◆ PROBLEM TO WORK ON ◆
Turn the material from its first line through the line containing "column 317, row 383" into a JSON list of strings, one string per line, leaving out any blank lines.

◆ DATA RECORDS ◆
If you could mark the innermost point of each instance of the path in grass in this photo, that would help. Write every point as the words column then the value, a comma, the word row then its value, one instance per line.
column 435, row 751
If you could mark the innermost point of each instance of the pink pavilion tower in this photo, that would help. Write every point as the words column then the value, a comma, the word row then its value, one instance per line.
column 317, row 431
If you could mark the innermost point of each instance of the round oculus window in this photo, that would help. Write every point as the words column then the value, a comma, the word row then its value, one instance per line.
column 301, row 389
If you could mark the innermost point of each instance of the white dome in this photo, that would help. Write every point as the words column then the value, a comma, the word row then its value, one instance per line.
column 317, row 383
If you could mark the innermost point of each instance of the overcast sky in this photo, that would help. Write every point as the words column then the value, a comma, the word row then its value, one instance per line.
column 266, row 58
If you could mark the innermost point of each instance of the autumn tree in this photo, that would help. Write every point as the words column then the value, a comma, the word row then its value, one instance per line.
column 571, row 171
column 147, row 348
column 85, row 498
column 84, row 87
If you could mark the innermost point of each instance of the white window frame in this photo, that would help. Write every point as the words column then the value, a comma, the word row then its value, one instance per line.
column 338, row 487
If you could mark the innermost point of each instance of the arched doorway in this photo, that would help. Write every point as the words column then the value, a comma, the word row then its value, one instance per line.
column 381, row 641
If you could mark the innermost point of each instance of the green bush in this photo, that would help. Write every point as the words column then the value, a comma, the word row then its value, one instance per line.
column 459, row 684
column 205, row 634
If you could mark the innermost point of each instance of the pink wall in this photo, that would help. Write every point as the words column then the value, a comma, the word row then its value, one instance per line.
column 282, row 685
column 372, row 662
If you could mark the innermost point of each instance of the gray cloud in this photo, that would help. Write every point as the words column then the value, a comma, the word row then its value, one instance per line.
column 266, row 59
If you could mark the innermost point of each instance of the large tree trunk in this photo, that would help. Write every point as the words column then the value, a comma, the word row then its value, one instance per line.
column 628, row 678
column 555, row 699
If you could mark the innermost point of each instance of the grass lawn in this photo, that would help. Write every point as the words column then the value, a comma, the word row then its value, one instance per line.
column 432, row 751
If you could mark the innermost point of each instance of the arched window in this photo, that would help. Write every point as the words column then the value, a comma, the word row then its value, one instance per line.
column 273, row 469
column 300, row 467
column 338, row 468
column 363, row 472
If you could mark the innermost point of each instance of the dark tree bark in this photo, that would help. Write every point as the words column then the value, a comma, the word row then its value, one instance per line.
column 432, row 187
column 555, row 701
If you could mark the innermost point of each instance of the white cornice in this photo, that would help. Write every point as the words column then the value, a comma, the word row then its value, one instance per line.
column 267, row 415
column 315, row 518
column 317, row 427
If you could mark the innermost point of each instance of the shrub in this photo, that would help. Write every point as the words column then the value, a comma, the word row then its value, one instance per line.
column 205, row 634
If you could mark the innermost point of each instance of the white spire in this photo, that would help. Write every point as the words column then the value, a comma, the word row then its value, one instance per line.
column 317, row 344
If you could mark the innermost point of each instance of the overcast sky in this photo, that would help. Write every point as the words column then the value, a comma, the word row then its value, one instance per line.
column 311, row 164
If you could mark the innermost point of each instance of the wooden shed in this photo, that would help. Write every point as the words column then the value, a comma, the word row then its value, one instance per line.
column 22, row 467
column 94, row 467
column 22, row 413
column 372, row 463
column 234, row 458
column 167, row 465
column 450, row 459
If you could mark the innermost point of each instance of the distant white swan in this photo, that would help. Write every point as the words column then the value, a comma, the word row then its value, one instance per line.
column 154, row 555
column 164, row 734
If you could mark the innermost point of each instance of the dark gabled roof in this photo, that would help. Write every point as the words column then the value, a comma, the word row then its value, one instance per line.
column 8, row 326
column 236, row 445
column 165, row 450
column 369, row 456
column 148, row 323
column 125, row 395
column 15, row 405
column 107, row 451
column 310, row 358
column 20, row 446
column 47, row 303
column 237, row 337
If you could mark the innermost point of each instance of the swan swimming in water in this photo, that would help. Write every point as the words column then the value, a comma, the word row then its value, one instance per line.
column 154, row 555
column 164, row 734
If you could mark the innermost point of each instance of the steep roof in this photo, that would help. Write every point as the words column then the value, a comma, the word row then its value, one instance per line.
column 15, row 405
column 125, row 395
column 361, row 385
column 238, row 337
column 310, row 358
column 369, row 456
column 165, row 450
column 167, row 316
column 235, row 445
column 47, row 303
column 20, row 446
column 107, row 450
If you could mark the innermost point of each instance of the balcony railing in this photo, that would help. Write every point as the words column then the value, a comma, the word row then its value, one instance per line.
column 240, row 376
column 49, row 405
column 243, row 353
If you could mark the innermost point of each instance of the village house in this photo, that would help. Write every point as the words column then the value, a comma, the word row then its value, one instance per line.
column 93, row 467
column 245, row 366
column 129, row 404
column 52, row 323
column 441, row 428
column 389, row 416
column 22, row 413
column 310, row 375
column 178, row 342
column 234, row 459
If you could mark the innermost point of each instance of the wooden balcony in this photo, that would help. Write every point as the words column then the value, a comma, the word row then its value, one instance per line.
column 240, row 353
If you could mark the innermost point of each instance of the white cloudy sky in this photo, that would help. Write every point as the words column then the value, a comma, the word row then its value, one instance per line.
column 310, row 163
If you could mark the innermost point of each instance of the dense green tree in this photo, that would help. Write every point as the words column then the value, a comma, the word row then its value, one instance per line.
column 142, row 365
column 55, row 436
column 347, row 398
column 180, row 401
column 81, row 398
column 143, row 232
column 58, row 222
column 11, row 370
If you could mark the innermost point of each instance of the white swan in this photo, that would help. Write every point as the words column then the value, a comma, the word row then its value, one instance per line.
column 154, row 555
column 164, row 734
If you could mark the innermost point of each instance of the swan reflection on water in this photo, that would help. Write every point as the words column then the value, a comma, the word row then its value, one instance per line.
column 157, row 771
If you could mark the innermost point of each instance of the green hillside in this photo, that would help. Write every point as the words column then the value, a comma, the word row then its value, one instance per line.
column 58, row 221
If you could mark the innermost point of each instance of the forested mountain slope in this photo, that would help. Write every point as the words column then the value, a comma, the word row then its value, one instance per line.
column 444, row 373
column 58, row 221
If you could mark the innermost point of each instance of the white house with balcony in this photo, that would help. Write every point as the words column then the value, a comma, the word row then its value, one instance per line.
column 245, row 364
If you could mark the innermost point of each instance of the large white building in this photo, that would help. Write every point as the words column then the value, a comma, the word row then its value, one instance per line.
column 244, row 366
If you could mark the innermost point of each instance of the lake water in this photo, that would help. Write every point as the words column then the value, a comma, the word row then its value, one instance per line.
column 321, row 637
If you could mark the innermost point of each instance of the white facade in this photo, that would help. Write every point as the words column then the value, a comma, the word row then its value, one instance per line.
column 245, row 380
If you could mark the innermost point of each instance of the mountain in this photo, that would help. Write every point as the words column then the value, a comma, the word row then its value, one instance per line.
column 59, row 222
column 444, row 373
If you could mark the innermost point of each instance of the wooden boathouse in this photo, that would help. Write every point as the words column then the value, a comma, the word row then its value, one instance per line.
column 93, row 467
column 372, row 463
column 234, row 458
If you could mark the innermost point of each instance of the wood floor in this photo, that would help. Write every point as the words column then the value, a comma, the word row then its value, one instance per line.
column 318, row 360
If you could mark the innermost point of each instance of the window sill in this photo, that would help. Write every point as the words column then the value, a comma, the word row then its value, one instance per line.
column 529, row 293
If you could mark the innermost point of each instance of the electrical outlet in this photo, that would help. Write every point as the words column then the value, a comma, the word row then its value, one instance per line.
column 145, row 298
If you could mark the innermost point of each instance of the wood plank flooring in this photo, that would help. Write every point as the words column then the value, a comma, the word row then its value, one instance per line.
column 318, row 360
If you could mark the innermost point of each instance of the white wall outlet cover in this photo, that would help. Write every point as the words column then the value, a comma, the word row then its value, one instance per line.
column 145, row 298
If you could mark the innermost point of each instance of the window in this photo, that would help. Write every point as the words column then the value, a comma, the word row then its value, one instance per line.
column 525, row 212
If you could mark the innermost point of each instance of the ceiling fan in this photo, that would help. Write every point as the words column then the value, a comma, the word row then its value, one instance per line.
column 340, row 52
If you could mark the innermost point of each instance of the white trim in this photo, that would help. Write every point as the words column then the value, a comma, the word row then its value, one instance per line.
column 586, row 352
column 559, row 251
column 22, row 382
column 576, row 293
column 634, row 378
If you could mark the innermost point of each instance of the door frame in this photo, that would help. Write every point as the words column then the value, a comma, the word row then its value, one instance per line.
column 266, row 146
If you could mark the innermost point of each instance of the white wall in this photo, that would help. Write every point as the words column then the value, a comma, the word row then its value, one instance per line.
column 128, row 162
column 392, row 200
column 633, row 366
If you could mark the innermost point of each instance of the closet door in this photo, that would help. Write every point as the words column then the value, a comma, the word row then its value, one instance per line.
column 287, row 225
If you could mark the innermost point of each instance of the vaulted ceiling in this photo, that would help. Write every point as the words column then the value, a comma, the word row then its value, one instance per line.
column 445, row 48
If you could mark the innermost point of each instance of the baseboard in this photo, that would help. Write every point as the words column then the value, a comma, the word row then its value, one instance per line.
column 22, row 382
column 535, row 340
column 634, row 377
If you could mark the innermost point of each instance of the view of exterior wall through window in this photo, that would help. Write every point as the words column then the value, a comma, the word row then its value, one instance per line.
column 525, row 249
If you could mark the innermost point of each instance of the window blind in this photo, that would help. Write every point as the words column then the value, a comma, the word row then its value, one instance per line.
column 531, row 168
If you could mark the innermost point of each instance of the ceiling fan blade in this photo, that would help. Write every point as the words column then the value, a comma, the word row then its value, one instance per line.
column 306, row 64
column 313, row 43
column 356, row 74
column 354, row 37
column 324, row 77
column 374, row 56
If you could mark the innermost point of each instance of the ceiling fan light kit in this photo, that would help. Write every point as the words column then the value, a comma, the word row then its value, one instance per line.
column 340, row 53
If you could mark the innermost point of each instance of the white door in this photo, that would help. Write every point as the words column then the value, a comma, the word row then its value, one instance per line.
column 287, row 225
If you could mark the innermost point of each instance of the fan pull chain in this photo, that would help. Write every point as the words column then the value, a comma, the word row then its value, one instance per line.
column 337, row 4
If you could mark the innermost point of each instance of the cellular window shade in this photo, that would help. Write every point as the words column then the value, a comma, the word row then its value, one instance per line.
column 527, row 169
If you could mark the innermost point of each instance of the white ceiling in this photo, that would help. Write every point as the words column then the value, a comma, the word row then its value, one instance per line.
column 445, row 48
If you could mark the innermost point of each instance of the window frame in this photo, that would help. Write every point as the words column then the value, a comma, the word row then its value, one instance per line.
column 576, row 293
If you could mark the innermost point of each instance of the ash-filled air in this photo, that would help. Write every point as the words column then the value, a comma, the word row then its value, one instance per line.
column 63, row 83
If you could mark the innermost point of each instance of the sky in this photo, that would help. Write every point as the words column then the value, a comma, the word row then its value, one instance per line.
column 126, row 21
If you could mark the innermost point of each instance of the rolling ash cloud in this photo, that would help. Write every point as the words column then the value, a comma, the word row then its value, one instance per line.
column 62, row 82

◆ TASK ANSWER ◆
[
  "If you could mark the innermost point of each instance of the path in grass in this photo, that would help. Write every point as the words column then the value, a comma, the word row then its value, one instance per line.",
  "column 435, row 751",
  "If you could mark the innermost point of each instance of the pink pavilion tower in this photo, that would help. Write every point as the words column then the value, a comma, the word row then its value, one instance per line.",
  "column 317, row 431",
  "If you could mark the innermost point of each instance of the round oculus window in this photo, that would help. Write every point as the words column then the value, a comma, the word row then its value, one instance per line.",
  "column 301, row 389",
  "If you could mark the innermost point of each instance of the white dome in this photo, that would help. Write every point as the words column then the value, a comma, the word row then its value, one instance per line.",
  "column 317, row 383"
]